* [WHAT THE EXERCISE ASKS]: Rewrite the lines starting at the one containing "of the shallow" and ending at the one containing "(1181, 233)", changing "wooden groyne" to "timber groyne" and leaving everything else as it is. Give only those lines.

[Point annotations for photos]
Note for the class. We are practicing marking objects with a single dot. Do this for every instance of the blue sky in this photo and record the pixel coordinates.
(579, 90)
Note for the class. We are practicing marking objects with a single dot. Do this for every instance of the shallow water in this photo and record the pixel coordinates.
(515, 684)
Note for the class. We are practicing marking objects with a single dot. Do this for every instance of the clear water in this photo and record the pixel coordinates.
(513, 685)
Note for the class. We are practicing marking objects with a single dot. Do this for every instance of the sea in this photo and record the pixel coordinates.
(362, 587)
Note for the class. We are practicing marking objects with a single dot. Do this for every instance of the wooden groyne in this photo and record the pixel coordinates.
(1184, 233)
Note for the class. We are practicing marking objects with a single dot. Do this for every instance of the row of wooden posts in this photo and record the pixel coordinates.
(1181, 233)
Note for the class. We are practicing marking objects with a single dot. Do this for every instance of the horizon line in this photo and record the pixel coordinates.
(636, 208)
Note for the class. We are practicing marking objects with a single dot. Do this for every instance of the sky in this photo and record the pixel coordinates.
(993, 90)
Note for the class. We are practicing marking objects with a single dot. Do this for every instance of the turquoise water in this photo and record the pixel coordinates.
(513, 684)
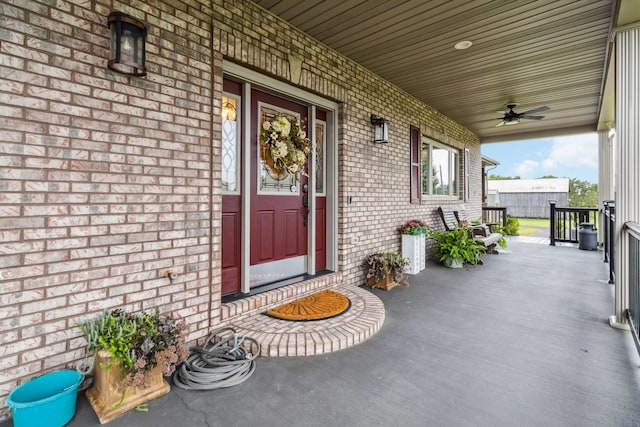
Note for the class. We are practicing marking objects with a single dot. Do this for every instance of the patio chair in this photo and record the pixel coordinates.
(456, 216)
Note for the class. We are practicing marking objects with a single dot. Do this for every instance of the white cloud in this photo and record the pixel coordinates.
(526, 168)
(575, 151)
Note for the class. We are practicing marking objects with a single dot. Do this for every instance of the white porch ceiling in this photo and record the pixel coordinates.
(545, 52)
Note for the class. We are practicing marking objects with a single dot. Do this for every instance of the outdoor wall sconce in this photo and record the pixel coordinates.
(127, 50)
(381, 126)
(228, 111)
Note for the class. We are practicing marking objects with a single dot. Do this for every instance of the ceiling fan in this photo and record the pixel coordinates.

* [IN RESPONSE]:
Note for the class. We are practicing marking objects with a single dot. Do this for every instance of the shallow water in this photo and record the pixel coordinates.
(515, 684)
Note for the class. We are practicing marking objects with a single dot. Do this for every instance of the clear water in this photo and record the pixel coordinates.
(513, 685)
Note for the class. We are practicing marking objects with a single dot. Do this for every instance of the sea in this photo and record the pixel coordinates.
(362, 587)
Note for the class. We are practicing marking objects with a single dot. Do this for every instance of the timber groyne in this photo and record the pixel coordinates.
(1184, 233)
Note for the class. We are practicing marking objects with a single dot. Do this for every instance of the row of wooden posts in this photo and record the pixel coordinates.
(1181, 233)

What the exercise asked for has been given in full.